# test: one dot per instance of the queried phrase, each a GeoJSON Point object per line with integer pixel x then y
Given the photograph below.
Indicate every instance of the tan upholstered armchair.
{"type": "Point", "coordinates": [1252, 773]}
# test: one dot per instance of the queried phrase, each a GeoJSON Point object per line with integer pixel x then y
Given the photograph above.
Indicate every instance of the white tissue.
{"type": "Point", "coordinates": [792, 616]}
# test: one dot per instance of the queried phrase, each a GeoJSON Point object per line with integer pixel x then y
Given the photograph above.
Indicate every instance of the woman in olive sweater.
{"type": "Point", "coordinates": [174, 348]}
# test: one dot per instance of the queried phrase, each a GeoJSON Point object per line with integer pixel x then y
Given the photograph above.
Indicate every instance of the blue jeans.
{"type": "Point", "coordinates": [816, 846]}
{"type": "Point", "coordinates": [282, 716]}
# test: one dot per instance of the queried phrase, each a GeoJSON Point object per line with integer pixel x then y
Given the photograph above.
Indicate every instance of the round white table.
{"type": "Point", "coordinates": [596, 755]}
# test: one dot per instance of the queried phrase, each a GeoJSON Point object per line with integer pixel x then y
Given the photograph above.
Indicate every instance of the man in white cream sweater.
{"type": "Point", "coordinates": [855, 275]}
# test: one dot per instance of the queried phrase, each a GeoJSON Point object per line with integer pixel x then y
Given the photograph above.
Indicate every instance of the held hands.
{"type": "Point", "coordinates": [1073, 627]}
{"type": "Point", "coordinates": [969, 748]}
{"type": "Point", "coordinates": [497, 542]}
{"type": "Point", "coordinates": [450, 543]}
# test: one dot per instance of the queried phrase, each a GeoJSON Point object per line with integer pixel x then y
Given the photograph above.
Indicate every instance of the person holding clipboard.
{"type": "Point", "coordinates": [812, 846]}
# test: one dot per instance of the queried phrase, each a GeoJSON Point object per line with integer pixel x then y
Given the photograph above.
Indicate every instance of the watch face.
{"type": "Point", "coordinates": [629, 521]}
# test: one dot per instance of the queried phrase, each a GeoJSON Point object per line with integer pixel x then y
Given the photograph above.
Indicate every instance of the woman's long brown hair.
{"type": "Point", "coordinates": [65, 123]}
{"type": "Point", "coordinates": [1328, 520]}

################

> _WORK TO COMPLETE_
From the records above, extract every entry verbatim.

> _THE RESULT_
# test: one dot per instance of the queried phrase, each a GeoJSON Point object per line with integer pixel x then y
Given the photograph below.
Indicate every instance of the tan upholstered armchair.
{"type": "Point", "coordinates": [1252, 773]}
# test: one dot per instance of the queried phrase, each a GeoJSON Point object per line with integer pixel x then y
Given the photograph above.
Indicate every instance of the white tissue.
{"type": "Point", "coordinates": [792, 616]}
# test: one dot per instance of the queried phrase, each a GeoJSON Point object per line with integer pixel x then y
Given the photograph above.
Indicate every instance of the woman in olive sweater.
{"type": "Point", "coordinates": [174, 348]}
# test: one dot per instance of the queried phrase, each a GeoJSON Point object per line with integer pixel x then y
Given the photograph above.
Indicate every instance of the blue jeans.
{"type": "Point", "coordinates": [816, 846]}
{"type": "Point", "coordinates": [282, 716]}
# test: one dot per instance of the queried phrase, each a GeoJSON Point object per line with integer pixel x then y
Given the photograph above.
Indicate every instance of the round white table.
{"type": "Point", "coordinates": [596, 755]}
# test: one dot per instance of the queried phrase, each a GeoJSON Point object per line with integer pixel x then y
Given the photograph above.
Indicate every instance of the man in white cream sweater.
{"type": "Point", "coordinates": [855, 275]}
# test: one dot per instance of the queried phrase, each a GeoJSON Point object per line with integer pixel x then y
Given the photograph above.
Indicate every instance of the held hands.
{"type": "Point", "coordinates": [1073, 627]}
{"type": "Point", "coordinates": [969, 748]}
{"type": "Point", "coordinates": [497, 542]}
{"type": "Point", "coordinates": [450, 543]}
# test: one dot per instance of the queried phrase, each a GeoJSON Point object per line with integer pixel x then y
Given the photograph above.
Indicate every instance of the person holding clipboard.
{"type": "Point", "coordinates": [812, 846]}
# test: one dot per instance of the queried phrase, each a GeoJSON Point object per line with integer pixel x then y
Given the photograph above.
Indicate every instance of the watch face.
{"type": "Point", "coordinates": [629, 521]}
# test: one dot per instance of the queried phrase, each a GeoJSON Point object per line with integer pixel x then y
Given the photograph above.
Indicate every instance of the woman's long brown hair.
{"type": "Point", "coordinates": [65, 123]}
{"type": "Point", "coordinates": [1328, 520]}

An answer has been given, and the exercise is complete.